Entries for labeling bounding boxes
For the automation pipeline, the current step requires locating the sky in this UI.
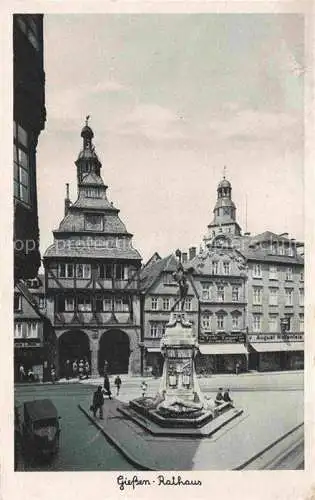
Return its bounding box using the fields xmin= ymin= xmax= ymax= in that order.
xmin=37 ymin=13 xmax=304 ymax=262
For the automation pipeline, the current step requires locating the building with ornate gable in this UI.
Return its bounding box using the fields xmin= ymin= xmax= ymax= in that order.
xmin=194 ymin=177 xmax=304 ymax=371
xmin=44 ymin=123 xmax=141 ymax=376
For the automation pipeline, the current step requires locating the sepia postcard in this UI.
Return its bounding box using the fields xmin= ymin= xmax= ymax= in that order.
xmin=1 ymin=1 xmax=315 ymax=500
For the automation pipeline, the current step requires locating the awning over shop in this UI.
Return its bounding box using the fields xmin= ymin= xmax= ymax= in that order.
xmin=199 ymin=344 xmax=248 ymax=354
xmin=251 ymin=342 xmax=304 ymax=352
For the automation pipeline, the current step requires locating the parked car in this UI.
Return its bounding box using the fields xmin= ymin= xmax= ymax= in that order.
xmin=22 ymin=399 xmax=60 ymax=458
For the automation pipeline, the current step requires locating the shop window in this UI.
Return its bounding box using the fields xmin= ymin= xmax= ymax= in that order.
xmin=13 ymin=122 xmax=31 ymax=205
xmin=14 ymin=323 xmax=23 ymax=339
xmin=26 ymin=322 xmax=38 ymax=339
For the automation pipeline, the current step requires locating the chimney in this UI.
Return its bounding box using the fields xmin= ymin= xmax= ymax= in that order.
xmin=65 ymin=183 xmax=71 ymax=216
xmin=189 ymin=247 xmax=197 ymax=260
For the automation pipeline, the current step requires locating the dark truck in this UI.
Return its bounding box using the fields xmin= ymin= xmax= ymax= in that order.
xmin=22 ymin=399 xmax=60 ymax=458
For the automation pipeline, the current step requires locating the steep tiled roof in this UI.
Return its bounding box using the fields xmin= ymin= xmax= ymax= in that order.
xmin=81 ymin=172 xmax=104 ymax=186
xmin=44 ymin=242 xmax=141 ymax=260
xmin=55 ymin=211 xmax=130 ymax=235
xmin=140 ymin=254 xmax=178 ymax=291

#### Work required:
Please count how many lines of the records above contain the word "this" and give only that number.

#### Reply to the exercise:
9